### DATASET
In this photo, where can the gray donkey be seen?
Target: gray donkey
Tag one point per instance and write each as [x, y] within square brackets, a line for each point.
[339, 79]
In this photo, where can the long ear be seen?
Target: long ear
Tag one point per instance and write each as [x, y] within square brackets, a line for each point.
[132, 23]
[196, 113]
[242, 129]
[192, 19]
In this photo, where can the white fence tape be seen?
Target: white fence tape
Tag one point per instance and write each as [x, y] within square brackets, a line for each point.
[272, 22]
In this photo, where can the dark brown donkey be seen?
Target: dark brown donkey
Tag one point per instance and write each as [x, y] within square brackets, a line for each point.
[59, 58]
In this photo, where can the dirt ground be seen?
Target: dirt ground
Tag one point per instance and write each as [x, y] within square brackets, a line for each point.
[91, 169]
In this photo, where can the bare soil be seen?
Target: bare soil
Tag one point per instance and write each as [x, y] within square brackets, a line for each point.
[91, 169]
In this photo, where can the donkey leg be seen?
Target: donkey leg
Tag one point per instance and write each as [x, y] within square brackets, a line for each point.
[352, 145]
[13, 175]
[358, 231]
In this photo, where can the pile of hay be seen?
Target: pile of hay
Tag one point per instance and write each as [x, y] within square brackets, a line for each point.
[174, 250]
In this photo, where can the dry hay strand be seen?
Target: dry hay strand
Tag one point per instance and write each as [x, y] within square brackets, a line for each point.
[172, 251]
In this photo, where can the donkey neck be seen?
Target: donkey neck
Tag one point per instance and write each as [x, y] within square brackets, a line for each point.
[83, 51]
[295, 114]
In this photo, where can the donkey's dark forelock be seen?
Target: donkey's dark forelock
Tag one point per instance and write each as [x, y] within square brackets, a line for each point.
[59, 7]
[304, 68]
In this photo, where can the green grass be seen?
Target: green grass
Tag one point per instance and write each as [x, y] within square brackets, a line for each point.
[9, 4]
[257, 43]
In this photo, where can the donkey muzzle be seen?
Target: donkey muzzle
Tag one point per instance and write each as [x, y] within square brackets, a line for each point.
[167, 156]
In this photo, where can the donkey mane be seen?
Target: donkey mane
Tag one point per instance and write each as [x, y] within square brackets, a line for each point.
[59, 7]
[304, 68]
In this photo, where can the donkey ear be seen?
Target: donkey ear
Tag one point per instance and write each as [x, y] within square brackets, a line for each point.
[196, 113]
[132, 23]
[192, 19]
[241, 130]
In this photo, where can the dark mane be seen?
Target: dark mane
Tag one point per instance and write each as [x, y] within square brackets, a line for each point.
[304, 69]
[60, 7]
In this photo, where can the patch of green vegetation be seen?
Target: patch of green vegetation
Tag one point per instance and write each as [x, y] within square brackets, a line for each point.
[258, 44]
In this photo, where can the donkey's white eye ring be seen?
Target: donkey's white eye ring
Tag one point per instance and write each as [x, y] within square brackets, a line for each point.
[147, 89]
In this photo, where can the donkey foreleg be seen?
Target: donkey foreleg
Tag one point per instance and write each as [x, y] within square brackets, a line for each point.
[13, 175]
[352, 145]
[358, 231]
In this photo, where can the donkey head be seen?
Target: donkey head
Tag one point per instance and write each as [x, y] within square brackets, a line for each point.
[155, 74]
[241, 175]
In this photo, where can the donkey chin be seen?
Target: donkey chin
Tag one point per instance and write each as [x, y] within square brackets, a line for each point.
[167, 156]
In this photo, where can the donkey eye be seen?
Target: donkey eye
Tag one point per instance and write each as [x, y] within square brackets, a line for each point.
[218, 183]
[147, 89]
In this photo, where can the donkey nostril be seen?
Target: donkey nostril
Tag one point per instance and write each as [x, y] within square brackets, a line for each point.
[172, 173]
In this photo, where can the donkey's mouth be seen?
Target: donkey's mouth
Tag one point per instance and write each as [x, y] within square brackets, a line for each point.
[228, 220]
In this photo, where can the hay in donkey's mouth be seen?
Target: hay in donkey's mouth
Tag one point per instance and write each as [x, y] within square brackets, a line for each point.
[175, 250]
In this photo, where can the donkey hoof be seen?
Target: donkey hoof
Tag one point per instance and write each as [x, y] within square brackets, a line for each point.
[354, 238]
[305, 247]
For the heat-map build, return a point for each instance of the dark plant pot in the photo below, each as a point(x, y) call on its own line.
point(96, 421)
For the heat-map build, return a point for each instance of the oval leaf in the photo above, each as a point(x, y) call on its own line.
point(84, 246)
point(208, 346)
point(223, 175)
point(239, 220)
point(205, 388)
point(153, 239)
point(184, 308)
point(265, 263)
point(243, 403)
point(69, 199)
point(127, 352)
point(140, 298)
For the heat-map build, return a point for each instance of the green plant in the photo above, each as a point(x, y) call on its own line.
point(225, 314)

### WORK INSTRUCTION
Repeat each of the entries exactly.

### RESPONSE AREA
In this photo, where can the gray donkey be seen?
Target: gray donkey
Tag one point per instance and write each as [x, y] within square brackets, a line for each point.
[339, 79]
In this photo, where can the long ear be seen?
Target: long ear
Tag one point per instance and write each as [x, y] within square brackets, a line for each point.
[132, 23]
[196, 113]
[242, 129]
[192, 19]
In this photo, where can the white fence tape be seen?
Target: white fence tape
Tag one point per instance and write each as [x, y] within square brackets, a line for each point.
[272, 22]
In this photo, where can the dark brown donkey be seen?
Target: dark brown donkey
Tag one point per instance and write each as [x, y] within square brackets, a line for each point.
[59, 58]
In this photo, where can the dirt ground be seen?
Target: dirt ground
Tag one point per instance and write each as [x, y] within square brackets, a line for each point.
[91, 169]
In this photo, where can the bare soil be seen?
Target: bare soil
Tag one point per instance and write each as [x, y] within square brackets, a line for each point.
[91, 169]
In this photo, where can the donkey leg be seen?
Target: donkey leg
Tag one point per instance and write each as [x, y] within square brackets, a line for each point.
[352, 145]
[13, 175]
[358, 231]
In this photo, where can the pile of hay be seen?
Target: pile of hay
Tag one point per instance and write each as [x, y] within square brackets, a line for each point.
[174, 250]
In this photo, where can the dry hay strand be seen?
Target: dry hay strand
Tag one point per instance and write each as [x, y] within square brackets, a line for each point.
[172, 251]
In this photo, where can the donkey neck be seen?
Target: donkey neck
Tag one point per instance and write each as [x, y] within square brackets, a line for each point.
[83, 51]
[295, 114]
In this photo, where can the donkey's dark forelock be seen?
Target: donkey's dark forelock
Tag one point per instance and write each as [x, y] within square brackets, a line for each point.
[59, 7]
[304, 68]
In this photo, where can the green grass be seen?
Target: green grass
Tag one point per instance and write each as [x, y] within square brackets, a line for each point.
[9, 4]
[257, 43]
In this photo, where can the donkey muzzle be seen?
Target: donkey muzzle
Tag one point per instance and write each as [x, y] within square brackets, a line for each point.
[167, 156]
In this photo, where can the donkey mane be seen?
Target: donkey mane
Tag one point per instance and write each as [x, y] within square brackets, a line for each point.
[59, 7]
[304, 68]
In this photo, where can the donkey ear be seen?
Target: donkey ear
Tag one point per instance and write each as [x, y] within square brackets, a line for each point.
[196, 113]
[132, 23]
[192, 19]
[241, 130]
In this photo, where can the dark mane be seen?
Target: dark mane
Tag one point per instance and write each as [x, y] within square brackets, a line for each point.
[304, 69]
[60, 7]
In this photo, where can the patch of green vegetation be seen?
Target: patch of green vegetation
Tag one point per instance and write each as [x, y] within square brackets, a line for each point.
[258, 44]
In this photo, where can the donkey's white eye ring be seen?
Target: donkey's white eye ring
Tag one point per instance and write each as [x, y] within square brackets, a line for each point.
[147, 89]
In this photo, where can the donkey foreleg be seen?
Target: donkey foreleg
Tag one point per instance and write each as [x, y] within square brackets, a line for each point.
[13, 175]
[352, 145]
[358, 231]
In this photo, where can the donkey head be seen?
Target: donkey head
Tag one point per instance and write each as [x, y] within square brackets, a line for each point.
[155, 74]
[241, 175]
In this photo, where can the donkey chin be seen?
Target: donkey chin
Tag one point per instance and write each as [x, y] within square brackets, a line for each point.
[167, 156]
In this photo, where can the donkey eye be seen?
Target: donkey eye
Tag one point per instance and write each as [x, y] within square brackets, a line for each point.
[218, 183]
[147, 89]
In this photo, where can the donkey nostril be seen?
Target: donkey nostril
Tag one point per instance and write each as [x, y] within square brackets, a line for each point.
[172, 173]
In this photo, where can the donkey's mouth be seen?
Target: donkey's mouth
Tag one point per instance and write each as [x, y] within square brackets, a line for each point.
[228, 220]
In this photo, where can the hay in donkey's mouth be seen?
Target: hay in donkey's mouth
Tag one point per instance and write each as [x, y] within square brackets, a line for each point.
[175, 250]
In this photo, where can the donkey hoof be seen?
Target: donkey hoof
Tag one point per instance and write each as [x, y] within square brackets, a line for each point.
[354, 238]
[305, 247]
For the heat-map build, return a point for each instance of the dark plant pot in the photo below, each as a point(x, y) call on its own line.
point(96, 421)
For the heat-map build, return a point for each instance of the oval leaf in the photo above, each as a point(x, y) call on its own line.
point(84, 246)
point(208, 346)
point(223, 175)
point(239, 220)
point(205, 388)
point(153, 239)
point(184, 308)
point(265, 263)
point(243, 403)
point(69, 199)
point(127, 352)
point(140, 298)
For the heat-map build, return a point for each instance of the green plant in the photo above, each as a point(x, y) call on its own line.
point(225, 314)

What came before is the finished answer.